=== Source material ===
--- --- ---

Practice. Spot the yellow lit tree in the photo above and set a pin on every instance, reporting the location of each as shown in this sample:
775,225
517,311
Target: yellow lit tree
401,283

--- --- ---

=== Aim of the exercise ===
In full and without alteration, output the listing.

=== Result of the exercise ===
Practice. Spot the yellow lit tree in the photo above and set a pin on every instance, reporting the location of each as shown in this sample:
775,225
517,311
Target: yellow lit tree
401,283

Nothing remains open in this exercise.